## Excerpted text
'''
Stream: helpdesk (published)

Topic: Saving tabular data and metadata together


view this post on Zulip Mason Protter (Feb 23 2024 at 17:31):

So I have a dataframe with a bunch of benchmarking data, I want to save this dataframe (preferably as plaintext), together with some metadata with things like the machine the benchmarks were performed on, the git commit of the package when it got benchmarked, etc. What's the best way to go about this?

There's no obvious way to include metadata in a CSV file from what I can tell. Do I need to work with JSON or something here?

view this post on Zulip Mason Protter (Feb 23 2024 at 17:31):

My go-to usually would just be to use JLD2 to store a DataFrame and struct with my metadata, but I'd like to store it as plaintext and have the results not be tied to literal julia objects if possible.
'''
## Dataset extract
'''
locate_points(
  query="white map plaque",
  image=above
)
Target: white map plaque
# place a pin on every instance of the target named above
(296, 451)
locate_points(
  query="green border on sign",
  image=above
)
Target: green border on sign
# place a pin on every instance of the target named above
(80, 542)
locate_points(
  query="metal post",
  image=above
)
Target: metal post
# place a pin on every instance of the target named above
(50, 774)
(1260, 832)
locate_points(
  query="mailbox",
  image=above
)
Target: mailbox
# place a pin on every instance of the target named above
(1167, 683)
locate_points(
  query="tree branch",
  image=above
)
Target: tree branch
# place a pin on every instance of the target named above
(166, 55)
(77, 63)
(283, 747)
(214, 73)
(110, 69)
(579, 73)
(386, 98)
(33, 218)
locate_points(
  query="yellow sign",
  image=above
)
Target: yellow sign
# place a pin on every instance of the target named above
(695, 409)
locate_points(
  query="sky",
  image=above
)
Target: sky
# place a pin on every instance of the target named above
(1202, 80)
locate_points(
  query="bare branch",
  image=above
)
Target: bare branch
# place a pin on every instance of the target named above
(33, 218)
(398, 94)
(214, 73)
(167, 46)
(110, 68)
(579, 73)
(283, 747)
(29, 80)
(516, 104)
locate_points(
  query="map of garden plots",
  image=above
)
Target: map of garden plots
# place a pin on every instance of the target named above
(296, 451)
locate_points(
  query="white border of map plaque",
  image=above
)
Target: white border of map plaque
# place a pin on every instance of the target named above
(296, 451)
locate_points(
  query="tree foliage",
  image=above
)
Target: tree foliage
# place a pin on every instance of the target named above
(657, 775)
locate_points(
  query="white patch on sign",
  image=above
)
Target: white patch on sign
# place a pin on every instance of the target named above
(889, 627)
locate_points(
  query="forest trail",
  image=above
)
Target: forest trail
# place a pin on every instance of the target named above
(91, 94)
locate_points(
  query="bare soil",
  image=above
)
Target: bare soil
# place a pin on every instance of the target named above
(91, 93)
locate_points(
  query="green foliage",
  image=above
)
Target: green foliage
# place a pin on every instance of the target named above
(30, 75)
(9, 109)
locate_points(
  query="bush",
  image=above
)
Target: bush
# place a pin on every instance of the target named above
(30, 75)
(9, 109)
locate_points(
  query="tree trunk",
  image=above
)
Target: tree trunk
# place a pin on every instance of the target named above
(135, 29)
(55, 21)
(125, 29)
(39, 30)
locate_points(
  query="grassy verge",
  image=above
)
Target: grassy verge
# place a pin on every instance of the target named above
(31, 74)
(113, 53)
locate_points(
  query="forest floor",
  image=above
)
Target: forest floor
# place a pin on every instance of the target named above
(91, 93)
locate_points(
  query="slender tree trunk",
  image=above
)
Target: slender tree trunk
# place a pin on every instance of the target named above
'''
## Stated task 1
Please reproduce the part of the helpdesk thread between "Stream: helpdesk (published)" and "go about this?", inclusive.
## Stated task 2
List every file or storage format named in the helpdesk thread.
## Stated task 3
Summarize the helpdesk thread in two sentences.

## Complete output 1
Stream: helpdesk (published)

Topic: Saving tabular data and metadata together


view this post on Zulip Mason Protter (Feb 23 2024 at 17:31):

So I have a dataframe with a bunch of benchmarking data, I want to save this dataframe (preferably as plaintext), together with some metadata with things like the machine the benchmarks were performed on, the git commit of the package when it got benchmarked, etc. What's the best way to go about this?

## Complete output 2
- CSV
- JSON
- JLD2

## Complete output 3
Mason Protter wants to save a dataframe of benchmarking data, preferably as plaintext, along with metadata such as the machine used and the package's git commit, but sees no obvious way to include metadata in a CSV file. The usual choice would be JLD2 to store a DataFrame and a metadata struct, but the goal here is plaintext results that are not tied to literal Julia objects.